• _What the exercise asks_
Copy the records below word for word, leaving out the pictures.

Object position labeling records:
-=-=-=-=-

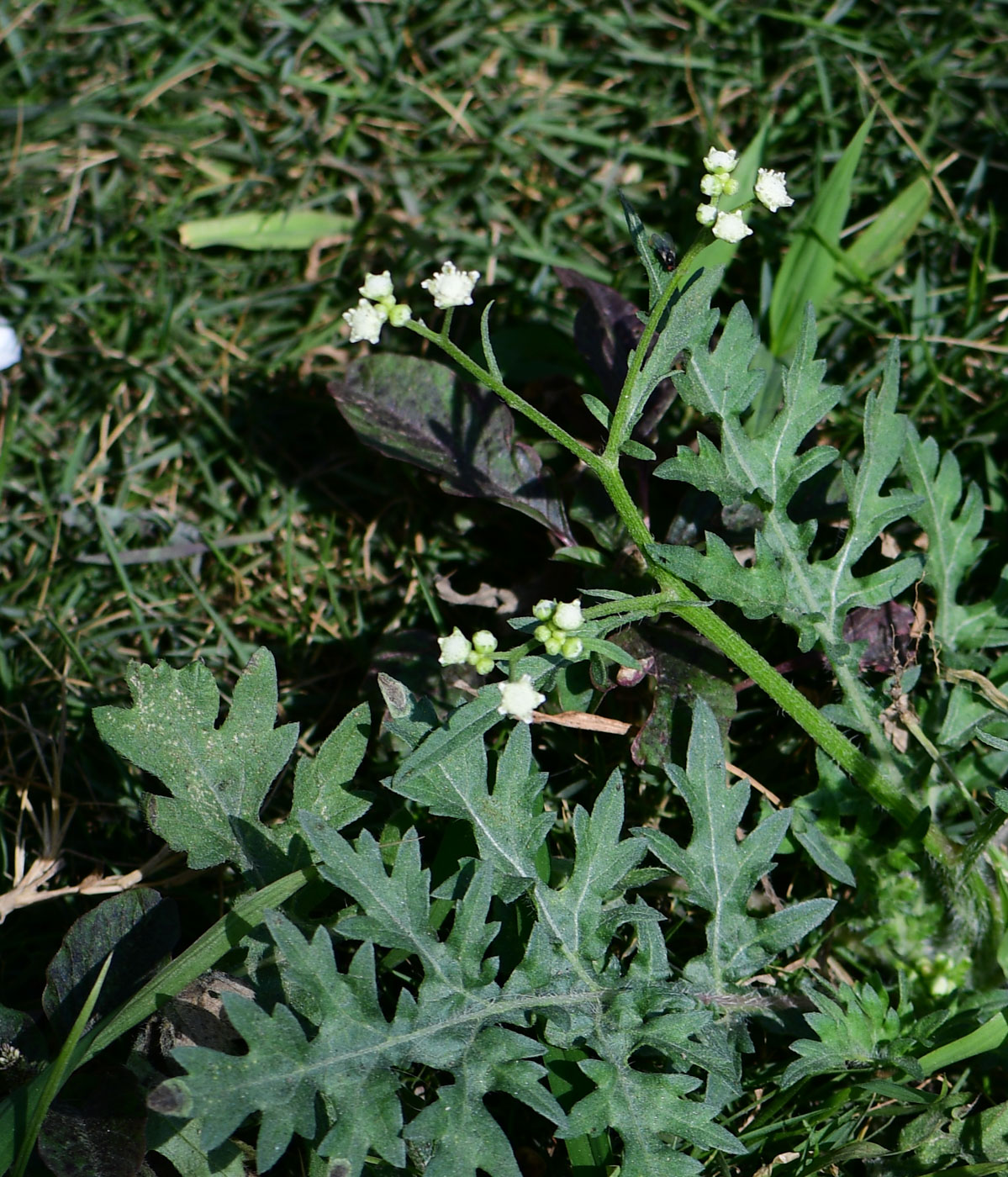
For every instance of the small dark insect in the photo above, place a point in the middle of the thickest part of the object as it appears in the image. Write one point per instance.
(664, 251)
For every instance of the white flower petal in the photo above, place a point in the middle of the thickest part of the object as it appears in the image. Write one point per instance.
(450, 286)
(773, 191)
(9, 346)
(456, 649)
(720, 161)
(567, 615)
(731, 227)
(377, 285)
(365, 321)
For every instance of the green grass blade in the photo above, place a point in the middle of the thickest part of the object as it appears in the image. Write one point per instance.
(807, 273)
(55, 1074)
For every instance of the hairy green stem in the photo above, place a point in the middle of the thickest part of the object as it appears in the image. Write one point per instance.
(705, 621)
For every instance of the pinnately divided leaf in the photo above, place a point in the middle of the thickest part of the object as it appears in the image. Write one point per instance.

-=-=-=-=-

• _Final result_
For every instance of the small dark insect in the photo above, place a point in the middle of the thickest part of the object as it appears in the image. Write one point per instance.
(664, 251)
For every instance of the white flower petal in the photo above, place a point in the middle of the thickest part of the object as it appears in the image. Write one point per instance.
(450, 286)
(773, 191)
(9, 346)
(456, 649)
(720, 161)
(567, 615)
(731, 227)
(377, 285)
(365, 321)
For every instance of the green grass blade in the photo above, place a point in the middle of the thickest part of the object as it appears in the image. Write one point per instance.
(807, 273)
(55, 1074)
For every instance of the hairy green stem in the photo above, place a point in the middle of the thickest part of the object as it appears in the image. Write one point per instance.
(705, 621)
For every instance of the pinnately divided leaf in the photo above, place a point in the middle of the thickest part of the object as it appears in the image. Write one point per instance.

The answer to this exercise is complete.